What you will do – According to the Space Station text, what surprised Mike Foale in space?

Text section –
──────

In my nightly visits to the Station, I come to know by name and face and persona the humans who live there. I miss them when they leave at the end of their six month tours, and watch with fresh interest as a new crew brings its own personality to bear in the weightless confines of the ship, or when an Orbiter—a Space Shuttle—crew arrives, bringing tokens and news and work from Earth. I watch, and watch again in replays, Earth-to-space interviews with the astronauts. Some are with actual media personalities who generally ask mundane questions: “What if you run out of oxygen?” “What if you can’t get back down to Earth?” “Did you watch the Army/Navy game?” It is the interviews with school children that liberate intimacy: “If you eat M & Ms, will they float up from your stomach and out of your mouth?” “Do you have different dreams in space than you do on Earth?” “Did anything surprise you in space, something you were not prepared for by your training?” Mike Foale answered that one. He was surprised by how bright the sun is outside of our atmosphere, nothing between him and it to temper its light.
When the interviews end, the astronauts return to their routines, working, taking a break, working, eating lunch, working out, working, keeping house, calling home in what passes for evening in space. Home to families. Home to Earth.
Simplicity. Elegance. Singularity. These are privileges of perspective. As I write this, I am a few feet from the spot where I stood the first time I saw the Station course overhead. Now, however, there is a wall between me and that space—the wall, the atmosphere, of my house. I have the window above my desk cracked open, letting in the fresh, hot summer air. A breeze makes its way in, toys with the papers on my desk, and raises the ambient temperature above the comfort zone. Nothing is elegant here. The hill and swamp and bay that I see from my window are astir with the breeze and with the life that inhabits them. A great blue heron rises from a mass of reeds, hang-glides down the creek and disappears again into the mess. The water around the edge of the bay is choked with bullhead lilies.
On this side of the wall, in my habitat, household work and writerly tasks await attention—the daily necessities of food and clothing, publishing projects, ideas for new writing. On the far side of the house, away from the swamp, a door leads to the driveway that leads to the road that leads to town. There, the neat grid of the streets is deceptive: the human endeavor of the planet is in disarray. At a time in the history of our species when we have the wherewithal to provide for every one of us, we do not do so. We peer downward as though through a magnifying glass at our individual, our cultural, our national troubles. Too often, we fail to see the horizon, let alone the circle our planet manifests in profound space.
I no longer watch the news. My abstinence is a cloistering of sorts, an unnatural partitioning. I am brought back to John Keats’ poem “Ode to a Nightingale.” In it, he has been transported to Nature’s lofty realm. When he returns to his worldly state, he asks, “Do I wake, or sleep?” Which of the realms is the real one? Does the atmosphere of our existence keep us in, or out? Could we better find our way in the unfettered light of space? Even there we do not escape our human skin: it sheds and the astronauts have to dust.

──────

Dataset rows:
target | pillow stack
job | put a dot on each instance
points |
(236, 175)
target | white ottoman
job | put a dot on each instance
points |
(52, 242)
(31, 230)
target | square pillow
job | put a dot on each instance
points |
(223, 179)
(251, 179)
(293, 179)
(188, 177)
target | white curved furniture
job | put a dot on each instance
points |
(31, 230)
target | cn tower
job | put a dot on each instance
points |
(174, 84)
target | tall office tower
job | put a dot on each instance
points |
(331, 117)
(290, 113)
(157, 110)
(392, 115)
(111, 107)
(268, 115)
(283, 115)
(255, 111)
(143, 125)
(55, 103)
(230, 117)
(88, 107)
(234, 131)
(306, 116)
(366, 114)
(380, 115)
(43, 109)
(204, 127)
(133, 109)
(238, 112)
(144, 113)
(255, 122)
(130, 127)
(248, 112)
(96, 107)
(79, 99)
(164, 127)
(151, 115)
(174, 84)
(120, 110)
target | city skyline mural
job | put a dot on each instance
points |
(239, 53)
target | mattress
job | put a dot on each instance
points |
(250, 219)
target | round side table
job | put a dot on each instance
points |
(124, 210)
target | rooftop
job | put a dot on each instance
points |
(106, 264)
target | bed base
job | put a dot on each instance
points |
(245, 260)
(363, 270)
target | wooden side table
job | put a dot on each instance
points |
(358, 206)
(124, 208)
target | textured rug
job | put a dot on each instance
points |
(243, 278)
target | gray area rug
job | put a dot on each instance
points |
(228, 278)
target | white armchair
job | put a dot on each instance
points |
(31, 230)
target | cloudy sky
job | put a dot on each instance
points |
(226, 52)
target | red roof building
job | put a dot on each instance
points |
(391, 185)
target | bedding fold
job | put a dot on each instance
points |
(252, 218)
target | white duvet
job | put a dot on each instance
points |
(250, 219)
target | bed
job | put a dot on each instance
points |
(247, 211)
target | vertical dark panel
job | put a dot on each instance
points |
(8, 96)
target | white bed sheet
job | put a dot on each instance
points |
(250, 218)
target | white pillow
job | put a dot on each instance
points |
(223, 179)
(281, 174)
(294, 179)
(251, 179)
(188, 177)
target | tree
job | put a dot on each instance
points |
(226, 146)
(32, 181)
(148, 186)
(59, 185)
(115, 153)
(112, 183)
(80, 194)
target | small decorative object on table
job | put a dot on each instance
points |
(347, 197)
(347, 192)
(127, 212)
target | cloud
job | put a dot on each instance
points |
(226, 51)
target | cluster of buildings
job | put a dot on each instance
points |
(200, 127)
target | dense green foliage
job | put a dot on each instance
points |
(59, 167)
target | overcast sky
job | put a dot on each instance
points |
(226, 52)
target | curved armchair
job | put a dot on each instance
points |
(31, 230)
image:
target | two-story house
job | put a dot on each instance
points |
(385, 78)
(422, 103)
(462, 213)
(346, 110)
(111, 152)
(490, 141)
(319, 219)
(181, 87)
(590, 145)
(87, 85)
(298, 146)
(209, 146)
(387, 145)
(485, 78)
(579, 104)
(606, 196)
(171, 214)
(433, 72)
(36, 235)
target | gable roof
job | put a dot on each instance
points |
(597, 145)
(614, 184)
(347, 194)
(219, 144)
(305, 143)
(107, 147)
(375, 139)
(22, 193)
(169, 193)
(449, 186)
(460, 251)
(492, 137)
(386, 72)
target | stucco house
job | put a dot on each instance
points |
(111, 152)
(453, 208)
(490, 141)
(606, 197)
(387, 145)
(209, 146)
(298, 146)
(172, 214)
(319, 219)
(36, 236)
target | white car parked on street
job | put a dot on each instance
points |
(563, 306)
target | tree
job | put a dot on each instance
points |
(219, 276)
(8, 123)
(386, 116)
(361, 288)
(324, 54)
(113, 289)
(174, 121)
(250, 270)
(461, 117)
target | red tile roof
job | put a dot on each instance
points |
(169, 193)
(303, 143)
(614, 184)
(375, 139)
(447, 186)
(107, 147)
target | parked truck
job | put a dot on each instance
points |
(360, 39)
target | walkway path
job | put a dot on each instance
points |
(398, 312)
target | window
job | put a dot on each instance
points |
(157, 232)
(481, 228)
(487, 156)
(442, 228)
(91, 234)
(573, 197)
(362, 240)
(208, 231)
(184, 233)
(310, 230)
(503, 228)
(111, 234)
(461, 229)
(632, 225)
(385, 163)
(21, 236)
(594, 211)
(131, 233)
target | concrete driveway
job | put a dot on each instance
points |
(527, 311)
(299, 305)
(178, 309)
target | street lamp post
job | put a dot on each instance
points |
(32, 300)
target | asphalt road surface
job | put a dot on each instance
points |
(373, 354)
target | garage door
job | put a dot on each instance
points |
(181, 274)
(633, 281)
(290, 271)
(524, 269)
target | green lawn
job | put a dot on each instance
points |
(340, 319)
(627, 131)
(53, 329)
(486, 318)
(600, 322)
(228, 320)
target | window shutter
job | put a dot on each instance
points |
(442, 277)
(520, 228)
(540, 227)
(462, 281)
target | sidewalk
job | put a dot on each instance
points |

──────

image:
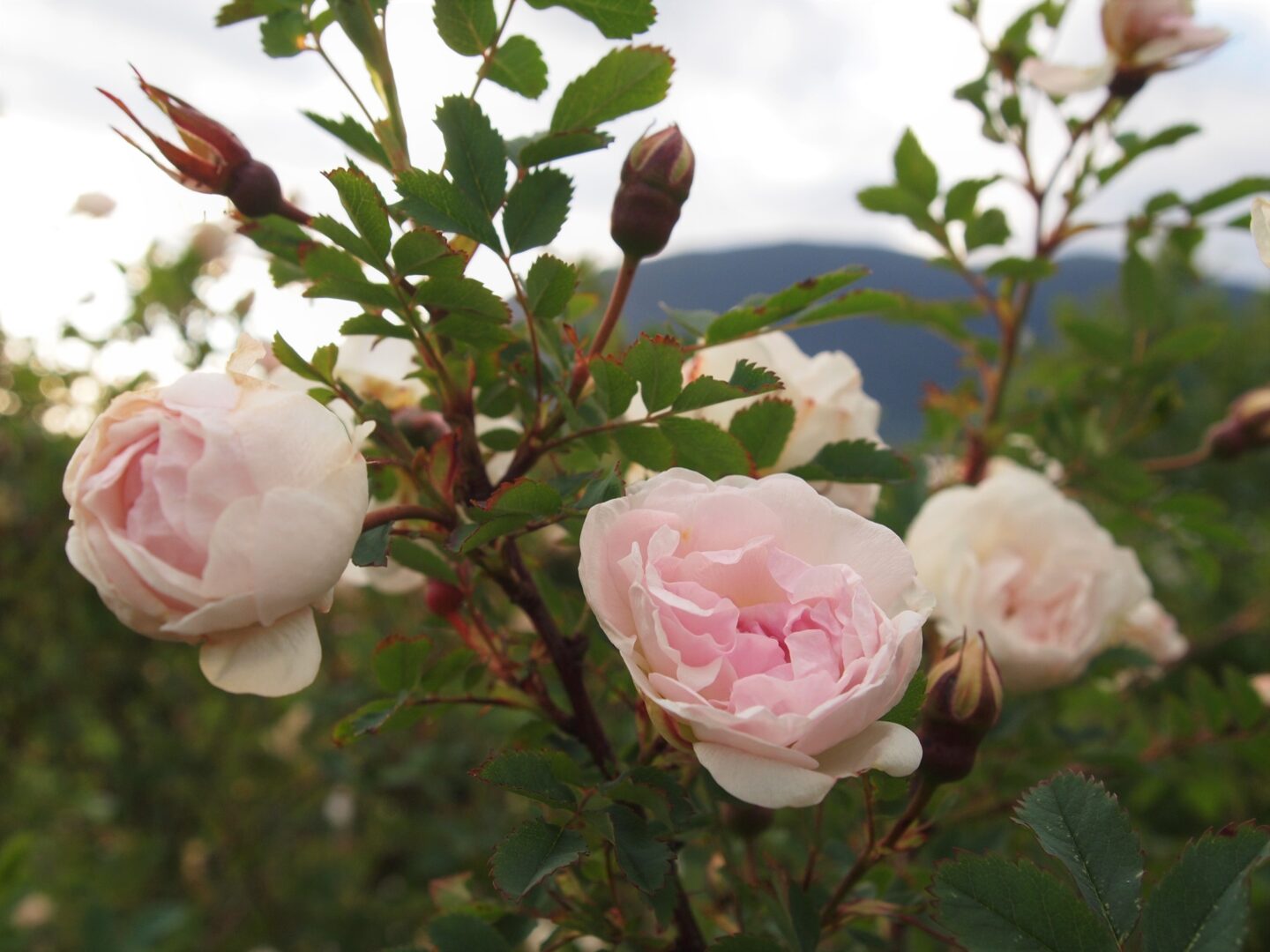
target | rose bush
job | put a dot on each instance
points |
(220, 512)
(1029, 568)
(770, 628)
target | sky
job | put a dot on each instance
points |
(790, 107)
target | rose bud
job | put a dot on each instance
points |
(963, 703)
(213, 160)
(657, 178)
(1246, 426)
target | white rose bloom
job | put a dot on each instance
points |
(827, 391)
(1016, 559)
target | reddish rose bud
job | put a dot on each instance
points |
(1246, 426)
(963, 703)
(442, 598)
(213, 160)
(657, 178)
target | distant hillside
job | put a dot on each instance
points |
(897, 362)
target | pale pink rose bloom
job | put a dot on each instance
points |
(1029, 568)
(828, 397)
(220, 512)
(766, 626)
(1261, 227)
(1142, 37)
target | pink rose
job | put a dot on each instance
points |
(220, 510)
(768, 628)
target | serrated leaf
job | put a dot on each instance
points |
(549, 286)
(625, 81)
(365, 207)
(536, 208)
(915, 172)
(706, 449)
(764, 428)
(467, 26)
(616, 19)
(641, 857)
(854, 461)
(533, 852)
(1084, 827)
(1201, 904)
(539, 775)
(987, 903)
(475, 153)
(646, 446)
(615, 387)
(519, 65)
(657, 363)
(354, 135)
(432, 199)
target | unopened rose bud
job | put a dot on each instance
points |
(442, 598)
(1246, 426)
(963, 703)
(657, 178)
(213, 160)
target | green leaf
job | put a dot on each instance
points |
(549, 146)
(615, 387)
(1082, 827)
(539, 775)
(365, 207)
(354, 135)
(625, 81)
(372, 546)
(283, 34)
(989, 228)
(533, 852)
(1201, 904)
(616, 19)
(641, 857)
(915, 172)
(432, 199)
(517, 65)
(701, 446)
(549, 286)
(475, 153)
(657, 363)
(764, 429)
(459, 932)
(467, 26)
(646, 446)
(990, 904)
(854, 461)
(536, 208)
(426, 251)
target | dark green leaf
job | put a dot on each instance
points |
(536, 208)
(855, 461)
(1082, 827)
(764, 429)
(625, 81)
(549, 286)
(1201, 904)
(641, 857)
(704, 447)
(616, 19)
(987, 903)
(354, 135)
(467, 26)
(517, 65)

──────

Solution to this exercise – He was surprised by how bright the sun is outside the atmosphere, with nothing between him and it to temper its light.